La tecnología subestima la demanda de privacidad del futuro

Si alguien realmente quiere ver las fotos familiares de Comey y su historial de lecturas en los medios, las cuentas de Instagram y Twitter serán hackeadas en un abrir y cerrar de ojos.

(Bloomberg) El director del FBI, James Comey, diseñó su presencia en las redes sociales para mantenerse a salvo de ojos curiosos. Creó una cuenta privada de Instagram que sólo siguen sus familiares y se registró en Twitter con un nombre falso.

Tras una sola mención en un discurso público, un periodista tardó sólo unas pocas horas en descubrir las cuentas con un grado de certeza cercano al 100 por ciento (por lo visto, en respuesta a la noticia, la cuenta de Twitter —que empezó a ganar seguidores rápidamente— ahora está disponible sólo para usuarios registrados aprobados por su dueño).

Si alguien realmente quiere ver las fotos familiares de Comey y su historial de lecturas en los medios, las cuentas de Instagram y Twitter serán hackeadas en un abrir y cerrar de ojos.

En todo caso, las empresas involucradas tienen los datos, y recientemente el Senado votó permitir a los proveedores de servicios de internet la venta de historiales de uso personal de navegadores y aplicaciones a los anunciantes… o, presuntamente, a quien los quiera.

Por su parte, la privacidad de los que no son ciudadanos estadounidenses en internet está totalmente desprotegida gracias a un decreto ejecutivo que dicta a las agencias que los extranjeros están exentos de la Ley de Privacidad de Estados Unidos.

§ **INSTRUCCIONES**
• a. Imprime el fragmento del artículo sobre la privacidad que va de "Tras una sola" a "quien los quiera.", ambos incluidos.
• b. Enumera todas las organizaciones, empresas y organismos que el artículo sobre la privacidad menciona por su nombre.

§ **DATOS PROPORCIONADOS**

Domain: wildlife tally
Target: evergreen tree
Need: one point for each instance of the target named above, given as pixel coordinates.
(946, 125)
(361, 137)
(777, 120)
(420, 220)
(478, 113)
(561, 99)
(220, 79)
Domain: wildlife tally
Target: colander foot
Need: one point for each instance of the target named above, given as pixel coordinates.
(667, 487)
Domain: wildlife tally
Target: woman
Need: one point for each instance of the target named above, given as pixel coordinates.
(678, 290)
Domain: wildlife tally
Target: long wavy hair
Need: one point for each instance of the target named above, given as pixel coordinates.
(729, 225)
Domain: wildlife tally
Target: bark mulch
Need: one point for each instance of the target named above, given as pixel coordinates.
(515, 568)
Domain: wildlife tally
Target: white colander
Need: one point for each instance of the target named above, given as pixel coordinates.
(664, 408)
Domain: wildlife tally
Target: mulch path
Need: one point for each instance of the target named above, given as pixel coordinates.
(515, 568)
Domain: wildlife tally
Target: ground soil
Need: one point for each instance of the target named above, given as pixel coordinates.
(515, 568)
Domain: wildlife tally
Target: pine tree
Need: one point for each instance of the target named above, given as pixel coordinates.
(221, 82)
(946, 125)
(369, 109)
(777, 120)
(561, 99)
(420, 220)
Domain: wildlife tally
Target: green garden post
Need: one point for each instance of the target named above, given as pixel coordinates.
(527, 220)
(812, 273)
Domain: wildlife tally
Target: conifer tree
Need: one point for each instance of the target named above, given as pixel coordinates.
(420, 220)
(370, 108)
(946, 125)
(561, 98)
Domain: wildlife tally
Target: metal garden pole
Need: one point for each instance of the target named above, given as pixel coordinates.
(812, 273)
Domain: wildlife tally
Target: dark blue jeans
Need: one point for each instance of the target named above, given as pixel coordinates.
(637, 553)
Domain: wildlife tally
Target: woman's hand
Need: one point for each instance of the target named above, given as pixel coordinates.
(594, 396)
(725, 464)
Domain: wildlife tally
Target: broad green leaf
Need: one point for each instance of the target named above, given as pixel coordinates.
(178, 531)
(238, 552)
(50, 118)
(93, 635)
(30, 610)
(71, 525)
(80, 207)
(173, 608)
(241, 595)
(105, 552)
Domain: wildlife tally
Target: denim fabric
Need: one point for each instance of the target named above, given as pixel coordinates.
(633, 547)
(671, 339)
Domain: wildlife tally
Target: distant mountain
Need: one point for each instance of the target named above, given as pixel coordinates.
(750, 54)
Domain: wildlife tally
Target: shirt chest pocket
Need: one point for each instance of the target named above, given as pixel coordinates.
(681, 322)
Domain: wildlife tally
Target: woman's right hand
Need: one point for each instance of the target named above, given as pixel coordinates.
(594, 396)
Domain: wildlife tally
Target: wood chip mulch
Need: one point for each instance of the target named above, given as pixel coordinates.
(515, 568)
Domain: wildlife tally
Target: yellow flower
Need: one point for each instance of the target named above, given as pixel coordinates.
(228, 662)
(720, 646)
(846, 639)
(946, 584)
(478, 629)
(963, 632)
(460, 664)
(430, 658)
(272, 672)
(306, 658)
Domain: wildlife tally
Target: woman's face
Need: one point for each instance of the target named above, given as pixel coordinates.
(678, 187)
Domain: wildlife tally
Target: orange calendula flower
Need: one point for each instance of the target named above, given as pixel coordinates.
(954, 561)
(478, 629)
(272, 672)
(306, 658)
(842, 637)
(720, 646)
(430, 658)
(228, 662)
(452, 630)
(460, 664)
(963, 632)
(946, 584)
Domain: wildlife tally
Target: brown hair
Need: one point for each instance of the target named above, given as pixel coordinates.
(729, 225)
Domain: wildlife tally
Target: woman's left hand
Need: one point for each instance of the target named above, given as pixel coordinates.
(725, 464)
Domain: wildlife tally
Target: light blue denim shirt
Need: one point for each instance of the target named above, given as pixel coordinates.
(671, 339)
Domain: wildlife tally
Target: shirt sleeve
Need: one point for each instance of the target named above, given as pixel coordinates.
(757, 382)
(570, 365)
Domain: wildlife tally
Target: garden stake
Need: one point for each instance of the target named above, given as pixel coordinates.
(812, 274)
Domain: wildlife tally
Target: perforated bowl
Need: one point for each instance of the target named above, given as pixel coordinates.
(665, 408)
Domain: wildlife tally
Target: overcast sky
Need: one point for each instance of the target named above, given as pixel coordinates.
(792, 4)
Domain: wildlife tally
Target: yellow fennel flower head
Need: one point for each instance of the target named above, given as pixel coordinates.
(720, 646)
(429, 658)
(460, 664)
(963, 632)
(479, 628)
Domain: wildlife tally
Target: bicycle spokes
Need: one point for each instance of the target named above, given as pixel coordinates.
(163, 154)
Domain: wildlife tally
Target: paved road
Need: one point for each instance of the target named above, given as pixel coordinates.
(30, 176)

§ **SOLUCIONES**
• a.
Tras una sola mención en un discurso público, un periodista tardó sólo unas pocas horas en descubrir las cuentas con un grado de certeza cercano al 100 por ciento (por lo visto, en respuesta a la noticia, la cuenta de Twitter —que empezó a ganar seguidores rápidamente— ahora está disponible sólo para usuarios registrados aprobados por su dueño).

Si alguien realmente quiere ver las fotos familiares de Comey y su historial de lecturas en los medios, las cuentas de Instagram y Twitter serán hackeadas en un abrir y cerrar de ojos.

En todo caso, las empresas involucradas tienen los datos, y recientemente el Senado votó permitir a los proveedores de servicios de internet la venta de historiales de uso personal de navegadores y aplicaciones a los anunciantes… o, presuntamente, a quien los quiera.

• b. Bloomberg, FBI, Instagram, Twitter, Senado